> _How to complete this task_:
All records that follow are to be restated exactly.

> _Recorded data_:
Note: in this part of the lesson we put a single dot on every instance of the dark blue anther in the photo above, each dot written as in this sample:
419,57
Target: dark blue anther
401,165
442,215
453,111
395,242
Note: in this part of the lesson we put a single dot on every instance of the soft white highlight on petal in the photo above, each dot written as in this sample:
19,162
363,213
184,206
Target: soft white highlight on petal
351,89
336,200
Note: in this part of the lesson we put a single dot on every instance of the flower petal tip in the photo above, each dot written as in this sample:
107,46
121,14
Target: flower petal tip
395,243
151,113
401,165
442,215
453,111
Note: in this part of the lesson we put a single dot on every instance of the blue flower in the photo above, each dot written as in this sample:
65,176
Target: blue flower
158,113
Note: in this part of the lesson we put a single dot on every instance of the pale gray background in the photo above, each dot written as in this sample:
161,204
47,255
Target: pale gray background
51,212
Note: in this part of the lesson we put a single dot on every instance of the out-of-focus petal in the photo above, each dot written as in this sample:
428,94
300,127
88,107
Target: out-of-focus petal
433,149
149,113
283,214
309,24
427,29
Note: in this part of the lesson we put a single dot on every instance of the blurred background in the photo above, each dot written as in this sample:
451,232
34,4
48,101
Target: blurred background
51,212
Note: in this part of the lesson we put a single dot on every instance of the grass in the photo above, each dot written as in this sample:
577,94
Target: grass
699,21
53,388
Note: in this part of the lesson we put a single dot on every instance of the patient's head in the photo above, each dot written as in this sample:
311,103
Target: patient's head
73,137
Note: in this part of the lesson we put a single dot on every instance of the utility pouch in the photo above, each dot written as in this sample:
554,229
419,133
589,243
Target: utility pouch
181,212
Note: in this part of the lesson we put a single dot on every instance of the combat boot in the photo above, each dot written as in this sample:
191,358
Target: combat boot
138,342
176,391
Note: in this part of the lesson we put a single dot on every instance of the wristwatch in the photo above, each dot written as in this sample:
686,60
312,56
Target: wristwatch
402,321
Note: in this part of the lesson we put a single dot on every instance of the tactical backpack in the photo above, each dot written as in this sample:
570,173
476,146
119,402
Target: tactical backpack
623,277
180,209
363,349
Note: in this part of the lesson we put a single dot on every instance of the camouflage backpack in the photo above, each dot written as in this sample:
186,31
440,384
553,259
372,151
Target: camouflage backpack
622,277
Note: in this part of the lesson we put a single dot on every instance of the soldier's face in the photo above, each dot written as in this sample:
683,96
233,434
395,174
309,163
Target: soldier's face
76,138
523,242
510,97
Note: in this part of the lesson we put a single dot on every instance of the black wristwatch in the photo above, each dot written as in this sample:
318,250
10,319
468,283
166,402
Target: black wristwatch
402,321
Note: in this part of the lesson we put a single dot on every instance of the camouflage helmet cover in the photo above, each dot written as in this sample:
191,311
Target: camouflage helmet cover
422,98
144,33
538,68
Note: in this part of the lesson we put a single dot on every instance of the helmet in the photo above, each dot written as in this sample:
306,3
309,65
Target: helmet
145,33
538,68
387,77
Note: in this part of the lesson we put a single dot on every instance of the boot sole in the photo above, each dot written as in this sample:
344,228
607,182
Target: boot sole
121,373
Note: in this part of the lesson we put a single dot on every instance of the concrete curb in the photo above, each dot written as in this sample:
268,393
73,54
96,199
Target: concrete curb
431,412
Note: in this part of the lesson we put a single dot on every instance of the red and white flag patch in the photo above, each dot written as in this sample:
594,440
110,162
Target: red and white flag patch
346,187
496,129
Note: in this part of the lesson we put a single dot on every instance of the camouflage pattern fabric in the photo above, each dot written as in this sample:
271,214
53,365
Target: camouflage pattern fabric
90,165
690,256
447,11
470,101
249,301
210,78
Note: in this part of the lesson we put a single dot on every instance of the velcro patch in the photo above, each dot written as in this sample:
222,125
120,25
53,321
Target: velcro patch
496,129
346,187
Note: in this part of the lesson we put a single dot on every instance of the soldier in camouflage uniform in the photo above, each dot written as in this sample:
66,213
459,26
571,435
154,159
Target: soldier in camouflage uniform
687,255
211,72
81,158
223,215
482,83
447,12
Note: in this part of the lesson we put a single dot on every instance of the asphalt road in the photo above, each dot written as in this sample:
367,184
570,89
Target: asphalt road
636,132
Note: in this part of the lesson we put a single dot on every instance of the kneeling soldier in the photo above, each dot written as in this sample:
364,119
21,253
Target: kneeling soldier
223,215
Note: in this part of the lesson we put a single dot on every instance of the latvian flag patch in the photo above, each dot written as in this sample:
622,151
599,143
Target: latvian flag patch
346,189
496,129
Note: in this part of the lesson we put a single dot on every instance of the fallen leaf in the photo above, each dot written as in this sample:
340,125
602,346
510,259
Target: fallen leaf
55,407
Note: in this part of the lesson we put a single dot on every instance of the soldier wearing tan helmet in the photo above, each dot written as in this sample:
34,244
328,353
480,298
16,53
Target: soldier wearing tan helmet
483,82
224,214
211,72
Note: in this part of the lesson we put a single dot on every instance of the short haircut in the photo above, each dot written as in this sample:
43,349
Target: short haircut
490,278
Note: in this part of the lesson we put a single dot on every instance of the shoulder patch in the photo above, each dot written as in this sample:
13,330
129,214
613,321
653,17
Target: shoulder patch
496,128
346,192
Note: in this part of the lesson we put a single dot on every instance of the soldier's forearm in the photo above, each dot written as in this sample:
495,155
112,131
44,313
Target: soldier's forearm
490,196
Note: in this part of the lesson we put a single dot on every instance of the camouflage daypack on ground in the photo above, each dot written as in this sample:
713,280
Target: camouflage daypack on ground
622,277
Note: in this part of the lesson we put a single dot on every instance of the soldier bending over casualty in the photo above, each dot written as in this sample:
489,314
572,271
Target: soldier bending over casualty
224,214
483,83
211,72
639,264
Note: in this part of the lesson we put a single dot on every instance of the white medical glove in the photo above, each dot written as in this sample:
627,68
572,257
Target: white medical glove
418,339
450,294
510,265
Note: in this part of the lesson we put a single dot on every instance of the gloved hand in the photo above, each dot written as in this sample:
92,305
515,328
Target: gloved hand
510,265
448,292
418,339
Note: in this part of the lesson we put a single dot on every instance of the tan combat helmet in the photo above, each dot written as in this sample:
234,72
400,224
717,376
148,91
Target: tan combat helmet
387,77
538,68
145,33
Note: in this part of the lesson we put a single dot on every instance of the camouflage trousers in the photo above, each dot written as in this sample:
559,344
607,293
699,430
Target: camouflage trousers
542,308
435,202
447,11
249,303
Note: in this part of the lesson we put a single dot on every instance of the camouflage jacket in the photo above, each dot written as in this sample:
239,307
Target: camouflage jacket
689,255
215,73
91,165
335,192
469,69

> _Solved exercise_:
Note: in this part of the lesson we put a single dot on every instance of the dark blue anther in the photo above, each dot written as in this sample:
419,57
Target: dark blue anther
401,165
442,215
453,111
395,242
Note: in this part of the lesson we put a single dot on every instance of the soft white highlight on petal in the photo above, each dot written as in this sample:
19,162
363,213
184,206
Target: soft white highlight on petal
351,89
336,200
Note: in this part of the lesson we put a single dot on every instance of the flower petal tip in the photo above, each dot written as in this sample:
107,46
121,14
Target: flower petal tip
395,243
151,113
401,165
442,215
453,111
Note: in this part of the lesson we put a single dot on every instance of the blue flower in the photo above, each dot written as in this sample:
65,176
Target: blue flower
158,113
Note: in this part of the lesson we put a single dot on every instance of the pale gray background in the photo above, each dot written as in this sample:
161,204
47,255
Target: pale gray background
51,212
Note: in this part of the lesson we put a single dot on every instance of the out-of-focus petal in the photo above, each dot written as in this sample:
428,94
300,127
88,107
Target: out-of-focus petal
433,149
149,113
283,214
309,24
427,29
Note: in this part of the lesson we put a single dot on every instance of the blurred background in the photo above, each dot written as in this sample:
451,232
34,4
48,101
Target: blurred background
51,212
Note: in this part of the lesson we put a single dot on every instance of the grass in the photo above, each dot written as in this sample:
577,94
Target: grass
699,21
53,388
Note: in this part of the lesson we put a single dot on every instance of the patient's head in the photo above, each dot written as in this sample:
311,103
Target: patient's head
73,137
Note: in this part of the lesson we put a single dot on every instance of the utility pouch in the photo above, each dot written as in this sample:
554,229
419,133
589,243
Target: utility pouch
181,212
Note: in this part of the lesson we put a single dot on every instance of the combat boot in the photo above, each dot written as in this sample:
191,358
Target: combat boot
138,342
176,391
Note: in this part of the lesson we put a single dot on every instance of the wristwatch in the photo above, each dot written as in this sample:
686,60
312,56
Target: wristwatch
402,321
Note: in this part of the lesson we put a single dot on every instance of the tactical backpack in the photo above, each dot written as in this sample:
570,173
476,146
119,402
Target: tactical backpack
623,277
180,209
363,349
Note: in this part of the lesson we put a single dot on every instance of the camouflage backpack in the photo above, each dot written as in this sample:
186,31
440,384
553,259
372,151
Target: camouflage backpack
622,277
Note: in this part of the lesson we put a single dot on every instance of the soldier's face in the photo above, each dot written as in this sample:
683,96
233,434
395,174
309,163
Target: soldier's face
76,138
523,242
510,97
Note: in this part of the lesson we put a single dot on every instance of the black wristwatch in the photo above, each dot written as in this sample:
318,250
10,319
468,283
166,402
Target: black wristwatch
402,321
Note: in this part of the lesson we put a single dot on every instance of the camouflage helmet cover in the photo above, each dot written as in this sample:
191,311
Target: camouflage helmet cover
422,98
144,33
538,68
Note: in this part of the lesson we put a single dot on every instance of the helmet in the photo above, each dot written as in this sample:
306,3
309,65
Target: helmet
145,33
538,68
387,77
Note: in this part of the lesson we put a single dot on every instance of the boot sole in the photo above, each dot written as in this sample:
344,228
607,182
Target: boot sole
121,373
Note: in this part of the lesson we put a single dot on every instance of the concrete curb in the photo above, each dot written as in this sample:
268,393
73,54
96,199
Target: concrete curb
431,412
Note: in this part of the lesson we put a single dot on every instance of the red and white flag patch in the photo above, each dot written as in this sample:
594,440
110,162
Target: red and white flag patch
346,187
496,129
Note: in this part of the lesson we put a single dot on every instance of the camouflage pattern fabric in the photo above, each dot written as in this sample:
271,214
53,365
Target: camouflage pattern fabric
90,165
690,256
447,11
470,101
249,301
210,78
Note: in this part of the lesson we put a single dot on every instance of the velcro patch in the photo above, each dot written as in this sample:
222,125
120,25
53,321
Target: velcro patch
496,129
346,187
Note: in this part of the lesson we put a single dot on every instance of the soldier in camouflage uniform in the photo above, each dot written as in this sample:
66,213
459,26
571,435
154,159
Target: soldier in camouflage uniform
687,255
211,72
81,158
223,215
482,83
447,12
Note: in this part of the lesson we put a single dot on every instance of the asphalt road in the photo above, each dot written as in this sample:
367,184
570,89
Target: asphalt road
636,132
Note: in this part of the lesson we put a single dot on every instance of the kneeling soldier in the photo above, each dot written as in this sample:
364,119
21,253
Target: kneeling soldier
223,215
Note: in this part of the lesson we put a single dot on every instance of the latvian flag patch in the photo above, each dot written as in this sample:
622,151
599,143
Target: latvian flag patch
346,189
496,129
Note: in this part of the lesson we put a single dot on every instance of the fallen leaf in the photo above, each dot written as in this sample:
340,125
602,346
510,259
Target: fallen leaf
55,407
Note: in this part of the lesson we put a single dot on every instance of the soldier wearing tan helmet in the photo above, each dot written as in this sample:
34,244
328,353
480,298
16,53
Target: soldier wearing tan helmet
483,82
224,214
211,72
Note: in this part of the lesson we put a single dot on every instance of the short haircut in the photo above, each dot written as in this sample:
43,349
Target: short haircut
490,278
Note: in this part of the lesson we put a single dot on every instance of the shoulder patch in the photo above, each dot written as in this sample:
13,330
129,214
613,321
653,17
Target: shoulder patch
496,128
346,192
Note: in this part of the lesson we put a single dot on every instance of the soldier's forearm in the photo above, each dot written as in this sample:
495,155
112,131
44,313
Target: soldier's forearm
490,196
Note: in this part of the lesson we put a single dot on every instance of the camouflage daypack on ground in the photo above, each dot written as in this sample:
713,280
Target: camouflage daypack on ground
622,277
Note: in this part of the lesson we put a single dot on every instance of the soldier bending over casualty in the photo above, each dot written as in this sample:
489,314
572,271
Target: soldier bending over casualty
224,214
483,83
211,72
639,264
Note: in this part of the lesson we put a single dot on every instance of the white medical glove in the photo above, each dot written as in this sample:
627,68
572,257
Target: white medical glove
418,339
450,294
510,265
Note: in this part of the lesson we put a single dot on every instance of the gloved hand in the photo above, each dot written as in this sample:
92,305
515,328
Target: gloved hand
510,265
448,292
418,339
Note: in this part of the lesson we put a single dot on every instance of the tan combat helmet in the photo above, each dot written as in this sample:
234,72
400,224
717,376
148,91
Target: tan combat helmet
387,77
538,68
145,33
Note: in this part of the lesson we put a single dot on every instance of the camouflage trousers in the photo above, each dot written as in this sample:
559,344
607,293
699,430
Target: camouflage trousers
542,308
435,202
447,11
249,303
Note: in this part of the lesson we put a single dot on every instance of the camouflage jacket in the photo above, each dot written as in this sample:
239,307
Target: camouflage jacket
689,255
215,73
91,165
335,192
469,69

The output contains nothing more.